• [Aim of the task]:
How many of the lines below contain the word "human"? Reply with the number only.

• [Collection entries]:

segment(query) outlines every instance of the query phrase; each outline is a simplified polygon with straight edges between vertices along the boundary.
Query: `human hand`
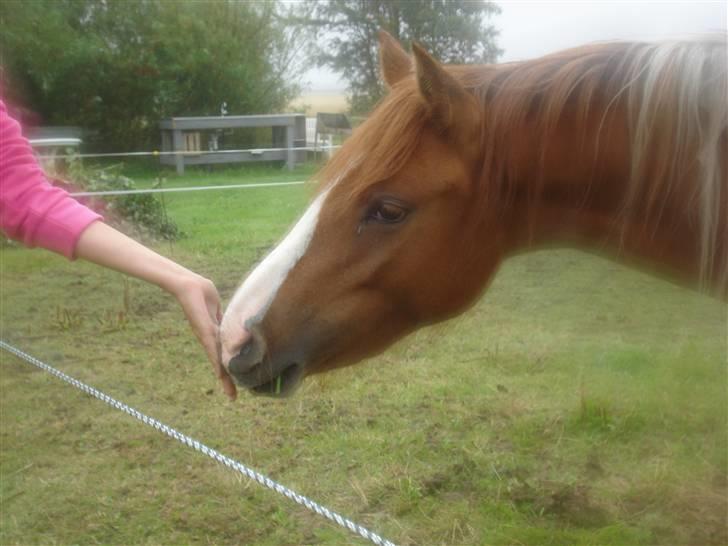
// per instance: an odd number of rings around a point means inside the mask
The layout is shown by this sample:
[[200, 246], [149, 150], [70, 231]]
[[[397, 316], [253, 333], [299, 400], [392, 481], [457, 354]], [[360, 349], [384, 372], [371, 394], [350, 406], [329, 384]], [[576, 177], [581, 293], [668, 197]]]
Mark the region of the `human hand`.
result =
[[192, 331], [205, 348], [207, 358], [212, 364], [215, 375], [222, 383], [225, 394], [235, 400], [235, 383], [222, 366], [220, 358], [219, 324], [222, 319], [220, 296], [209, 279], [195, 273], [186, 274], [172, 290], [184, 310]]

• [Response to this exercise]:
2